• **Problem**: Please lay out the lines from the very first one through the line that contains "[0,195,141,263]" as a Markdown table with the columns Row and Line, skipping any blank lines.

• **Supplied data**:
╔══
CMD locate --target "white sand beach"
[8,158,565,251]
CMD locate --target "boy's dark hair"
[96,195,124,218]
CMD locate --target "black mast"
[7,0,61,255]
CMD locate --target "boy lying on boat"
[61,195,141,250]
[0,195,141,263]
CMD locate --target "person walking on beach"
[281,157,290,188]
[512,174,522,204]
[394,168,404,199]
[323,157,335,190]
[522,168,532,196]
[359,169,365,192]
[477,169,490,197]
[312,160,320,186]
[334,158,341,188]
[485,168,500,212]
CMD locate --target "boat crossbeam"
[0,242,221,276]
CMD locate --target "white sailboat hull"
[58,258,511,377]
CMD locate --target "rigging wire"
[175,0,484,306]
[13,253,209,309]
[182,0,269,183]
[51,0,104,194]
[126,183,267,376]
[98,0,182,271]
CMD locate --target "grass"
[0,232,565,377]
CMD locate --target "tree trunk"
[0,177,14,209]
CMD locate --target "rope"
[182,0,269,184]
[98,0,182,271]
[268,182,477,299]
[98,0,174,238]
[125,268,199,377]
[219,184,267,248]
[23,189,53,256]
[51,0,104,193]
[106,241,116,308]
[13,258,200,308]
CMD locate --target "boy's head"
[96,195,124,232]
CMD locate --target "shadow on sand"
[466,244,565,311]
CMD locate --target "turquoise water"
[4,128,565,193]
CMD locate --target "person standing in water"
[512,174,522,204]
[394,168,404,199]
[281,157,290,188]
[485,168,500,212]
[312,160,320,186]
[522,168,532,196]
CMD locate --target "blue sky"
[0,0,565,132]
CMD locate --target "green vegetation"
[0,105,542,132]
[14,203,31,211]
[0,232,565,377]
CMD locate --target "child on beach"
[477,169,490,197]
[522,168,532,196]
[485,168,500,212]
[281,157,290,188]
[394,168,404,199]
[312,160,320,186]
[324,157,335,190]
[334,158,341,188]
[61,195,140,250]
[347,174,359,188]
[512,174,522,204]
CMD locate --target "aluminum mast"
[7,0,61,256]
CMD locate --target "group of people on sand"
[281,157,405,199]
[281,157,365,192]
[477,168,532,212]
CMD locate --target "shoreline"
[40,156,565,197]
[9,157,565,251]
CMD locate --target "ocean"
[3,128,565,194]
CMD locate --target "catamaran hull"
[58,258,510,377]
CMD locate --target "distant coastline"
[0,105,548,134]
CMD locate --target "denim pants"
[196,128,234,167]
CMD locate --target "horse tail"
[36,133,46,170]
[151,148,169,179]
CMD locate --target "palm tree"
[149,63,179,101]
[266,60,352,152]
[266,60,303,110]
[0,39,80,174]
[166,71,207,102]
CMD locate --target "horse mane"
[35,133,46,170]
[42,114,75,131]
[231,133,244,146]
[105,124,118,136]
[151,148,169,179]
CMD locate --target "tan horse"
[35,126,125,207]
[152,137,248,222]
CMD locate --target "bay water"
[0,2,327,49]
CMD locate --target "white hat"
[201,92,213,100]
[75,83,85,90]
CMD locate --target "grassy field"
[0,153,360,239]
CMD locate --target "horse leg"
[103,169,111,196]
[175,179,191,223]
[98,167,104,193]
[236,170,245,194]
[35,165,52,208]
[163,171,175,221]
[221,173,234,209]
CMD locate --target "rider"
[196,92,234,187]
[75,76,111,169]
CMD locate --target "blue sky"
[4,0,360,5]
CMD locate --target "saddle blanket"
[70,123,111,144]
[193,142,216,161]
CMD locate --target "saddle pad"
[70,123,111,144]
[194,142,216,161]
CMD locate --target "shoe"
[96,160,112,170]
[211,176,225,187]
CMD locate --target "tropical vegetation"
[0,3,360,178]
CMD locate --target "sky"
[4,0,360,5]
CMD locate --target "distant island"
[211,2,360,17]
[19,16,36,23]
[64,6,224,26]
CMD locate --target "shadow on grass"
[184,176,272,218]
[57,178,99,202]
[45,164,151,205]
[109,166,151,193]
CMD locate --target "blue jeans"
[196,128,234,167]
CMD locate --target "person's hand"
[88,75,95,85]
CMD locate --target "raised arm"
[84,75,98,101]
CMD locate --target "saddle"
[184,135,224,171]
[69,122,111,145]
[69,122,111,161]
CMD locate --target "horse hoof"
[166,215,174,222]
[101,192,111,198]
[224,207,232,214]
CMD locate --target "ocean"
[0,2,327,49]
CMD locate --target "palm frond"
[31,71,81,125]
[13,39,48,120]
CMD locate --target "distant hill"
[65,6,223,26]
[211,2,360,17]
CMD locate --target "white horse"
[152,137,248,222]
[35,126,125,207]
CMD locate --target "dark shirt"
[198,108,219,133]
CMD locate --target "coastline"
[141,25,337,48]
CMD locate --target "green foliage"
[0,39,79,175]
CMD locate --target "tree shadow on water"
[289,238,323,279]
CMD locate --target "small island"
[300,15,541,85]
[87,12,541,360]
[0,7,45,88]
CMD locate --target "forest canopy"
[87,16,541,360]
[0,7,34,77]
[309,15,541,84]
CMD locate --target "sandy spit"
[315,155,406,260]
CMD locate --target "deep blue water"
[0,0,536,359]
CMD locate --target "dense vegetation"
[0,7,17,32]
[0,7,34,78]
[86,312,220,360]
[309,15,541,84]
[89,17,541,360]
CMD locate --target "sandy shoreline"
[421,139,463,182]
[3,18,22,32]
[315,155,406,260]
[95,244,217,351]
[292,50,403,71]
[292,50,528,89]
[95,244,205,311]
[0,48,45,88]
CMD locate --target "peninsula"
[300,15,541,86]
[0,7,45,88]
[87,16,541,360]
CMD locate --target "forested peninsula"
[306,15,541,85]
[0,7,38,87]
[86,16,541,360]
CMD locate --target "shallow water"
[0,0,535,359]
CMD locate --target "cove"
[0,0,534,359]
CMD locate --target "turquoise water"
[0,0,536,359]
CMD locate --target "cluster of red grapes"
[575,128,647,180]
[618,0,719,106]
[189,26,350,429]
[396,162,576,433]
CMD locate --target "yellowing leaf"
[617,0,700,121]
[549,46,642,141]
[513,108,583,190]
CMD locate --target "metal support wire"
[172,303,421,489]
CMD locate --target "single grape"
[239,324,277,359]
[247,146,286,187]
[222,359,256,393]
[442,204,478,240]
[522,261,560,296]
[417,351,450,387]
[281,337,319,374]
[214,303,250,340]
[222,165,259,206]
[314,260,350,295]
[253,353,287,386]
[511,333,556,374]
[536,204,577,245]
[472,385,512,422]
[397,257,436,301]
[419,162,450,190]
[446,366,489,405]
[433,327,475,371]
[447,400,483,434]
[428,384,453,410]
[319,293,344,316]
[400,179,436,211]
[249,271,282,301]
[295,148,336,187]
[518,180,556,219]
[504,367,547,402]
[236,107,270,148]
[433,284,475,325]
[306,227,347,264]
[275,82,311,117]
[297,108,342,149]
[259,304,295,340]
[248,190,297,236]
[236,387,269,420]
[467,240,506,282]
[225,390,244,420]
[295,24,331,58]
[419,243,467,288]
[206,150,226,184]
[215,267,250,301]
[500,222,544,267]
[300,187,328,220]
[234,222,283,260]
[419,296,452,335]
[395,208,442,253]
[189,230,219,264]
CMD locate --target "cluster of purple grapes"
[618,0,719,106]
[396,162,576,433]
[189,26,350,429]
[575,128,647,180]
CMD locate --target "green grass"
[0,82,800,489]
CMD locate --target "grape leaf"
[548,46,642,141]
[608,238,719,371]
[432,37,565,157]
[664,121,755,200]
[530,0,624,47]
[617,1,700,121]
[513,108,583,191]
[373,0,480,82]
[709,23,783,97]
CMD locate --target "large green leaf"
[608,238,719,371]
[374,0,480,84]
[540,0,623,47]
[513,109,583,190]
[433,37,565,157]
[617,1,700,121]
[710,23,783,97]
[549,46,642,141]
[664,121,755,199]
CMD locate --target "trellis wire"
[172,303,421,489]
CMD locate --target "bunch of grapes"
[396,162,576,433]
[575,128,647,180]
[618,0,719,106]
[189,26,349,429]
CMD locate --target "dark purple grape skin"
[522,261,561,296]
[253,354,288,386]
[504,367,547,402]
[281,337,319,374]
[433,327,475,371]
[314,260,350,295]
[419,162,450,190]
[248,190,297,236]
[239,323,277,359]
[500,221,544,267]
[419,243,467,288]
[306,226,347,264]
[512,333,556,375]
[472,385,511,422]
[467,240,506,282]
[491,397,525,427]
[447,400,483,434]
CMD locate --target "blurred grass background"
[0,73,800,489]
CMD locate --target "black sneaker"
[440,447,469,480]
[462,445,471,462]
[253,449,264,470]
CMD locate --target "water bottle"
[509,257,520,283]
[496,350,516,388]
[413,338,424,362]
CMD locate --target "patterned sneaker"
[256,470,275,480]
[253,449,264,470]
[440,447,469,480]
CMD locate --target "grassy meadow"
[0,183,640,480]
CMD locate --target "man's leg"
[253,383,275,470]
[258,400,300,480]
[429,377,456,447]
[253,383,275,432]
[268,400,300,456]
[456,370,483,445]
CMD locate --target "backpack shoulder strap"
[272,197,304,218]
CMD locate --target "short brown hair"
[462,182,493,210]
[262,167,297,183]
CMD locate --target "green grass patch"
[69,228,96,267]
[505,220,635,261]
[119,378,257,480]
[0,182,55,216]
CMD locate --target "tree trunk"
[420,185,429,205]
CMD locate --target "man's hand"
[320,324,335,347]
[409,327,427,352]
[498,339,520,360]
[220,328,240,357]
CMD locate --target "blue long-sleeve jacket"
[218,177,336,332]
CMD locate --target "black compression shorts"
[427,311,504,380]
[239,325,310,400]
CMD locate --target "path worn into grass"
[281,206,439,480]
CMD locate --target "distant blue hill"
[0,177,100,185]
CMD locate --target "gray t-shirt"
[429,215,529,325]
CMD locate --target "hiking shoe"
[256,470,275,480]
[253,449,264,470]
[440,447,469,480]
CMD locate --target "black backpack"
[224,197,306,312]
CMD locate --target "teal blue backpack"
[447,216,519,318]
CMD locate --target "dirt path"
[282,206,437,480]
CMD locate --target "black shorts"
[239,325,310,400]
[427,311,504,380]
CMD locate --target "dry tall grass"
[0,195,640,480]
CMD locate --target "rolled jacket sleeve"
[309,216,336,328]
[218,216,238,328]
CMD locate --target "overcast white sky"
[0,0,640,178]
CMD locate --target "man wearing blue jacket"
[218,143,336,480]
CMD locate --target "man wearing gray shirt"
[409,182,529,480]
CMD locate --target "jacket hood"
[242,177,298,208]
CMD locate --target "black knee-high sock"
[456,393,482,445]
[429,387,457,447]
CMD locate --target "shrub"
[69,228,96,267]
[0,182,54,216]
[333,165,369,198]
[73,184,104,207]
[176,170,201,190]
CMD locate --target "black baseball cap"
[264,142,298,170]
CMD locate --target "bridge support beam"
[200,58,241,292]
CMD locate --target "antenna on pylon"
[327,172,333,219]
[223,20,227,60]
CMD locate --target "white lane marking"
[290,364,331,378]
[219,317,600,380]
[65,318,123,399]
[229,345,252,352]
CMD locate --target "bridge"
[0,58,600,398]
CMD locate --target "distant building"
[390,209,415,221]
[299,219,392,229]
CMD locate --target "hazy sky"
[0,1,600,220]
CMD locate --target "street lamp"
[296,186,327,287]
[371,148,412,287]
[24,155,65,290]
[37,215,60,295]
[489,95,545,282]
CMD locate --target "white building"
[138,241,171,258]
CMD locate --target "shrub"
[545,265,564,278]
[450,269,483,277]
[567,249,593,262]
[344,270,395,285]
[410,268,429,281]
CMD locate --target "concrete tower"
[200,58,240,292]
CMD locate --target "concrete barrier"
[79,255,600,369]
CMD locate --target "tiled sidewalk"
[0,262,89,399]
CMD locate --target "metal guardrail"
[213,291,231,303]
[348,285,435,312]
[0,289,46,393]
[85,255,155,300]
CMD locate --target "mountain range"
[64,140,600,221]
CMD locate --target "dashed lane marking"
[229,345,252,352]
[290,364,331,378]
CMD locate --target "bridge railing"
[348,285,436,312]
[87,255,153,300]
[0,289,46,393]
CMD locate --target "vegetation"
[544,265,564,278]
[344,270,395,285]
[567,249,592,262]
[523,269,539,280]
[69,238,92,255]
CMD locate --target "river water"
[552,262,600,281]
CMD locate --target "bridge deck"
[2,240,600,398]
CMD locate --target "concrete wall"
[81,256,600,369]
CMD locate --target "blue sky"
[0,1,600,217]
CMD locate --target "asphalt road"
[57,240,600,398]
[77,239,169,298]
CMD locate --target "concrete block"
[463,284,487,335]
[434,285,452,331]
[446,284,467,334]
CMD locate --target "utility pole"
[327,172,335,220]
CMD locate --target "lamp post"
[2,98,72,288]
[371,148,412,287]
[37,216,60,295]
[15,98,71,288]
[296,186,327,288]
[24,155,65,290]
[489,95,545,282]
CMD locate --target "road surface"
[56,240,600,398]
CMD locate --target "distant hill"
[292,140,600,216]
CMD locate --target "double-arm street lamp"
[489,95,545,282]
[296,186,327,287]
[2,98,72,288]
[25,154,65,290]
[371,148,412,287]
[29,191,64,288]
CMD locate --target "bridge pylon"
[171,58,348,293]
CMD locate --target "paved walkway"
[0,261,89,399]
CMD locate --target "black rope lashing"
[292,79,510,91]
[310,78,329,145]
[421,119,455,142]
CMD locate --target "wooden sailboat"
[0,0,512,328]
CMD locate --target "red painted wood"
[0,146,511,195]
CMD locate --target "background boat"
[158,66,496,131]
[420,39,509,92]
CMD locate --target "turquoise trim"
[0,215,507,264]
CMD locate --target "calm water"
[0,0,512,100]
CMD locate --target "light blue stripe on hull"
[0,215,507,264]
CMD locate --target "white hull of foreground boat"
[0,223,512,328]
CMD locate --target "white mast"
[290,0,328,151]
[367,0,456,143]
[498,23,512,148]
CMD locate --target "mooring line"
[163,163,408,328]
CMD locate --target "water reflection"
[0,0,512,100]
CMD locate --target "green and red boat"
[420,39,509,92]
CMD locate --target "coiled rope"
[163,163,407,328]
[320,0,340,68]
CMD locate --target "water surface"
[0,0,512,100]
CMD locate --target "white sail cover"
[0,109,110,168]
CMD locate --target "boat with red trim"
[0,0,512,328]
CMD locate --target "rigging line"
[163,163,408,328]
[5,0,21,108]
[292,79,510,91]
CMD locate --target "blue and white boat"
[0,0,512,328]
╚══
• **Task response**:
| Row | Line |
|---|---|
| 1 | CMD locate --target "white sand beach" |
| 2 | [8,158,565,251] |
| 3 | CMD locate --target "boy's dark hair" |
| 4 | [96,195,124,218] |
| 5 | CMD locate --target "black mast" |
| 6 | [7,0,61,255] |
| 7 | CMD locate --target "boy lying on boat" |
| 8 | [61,195,141,250] |
| 9 | [0,195,141,263] |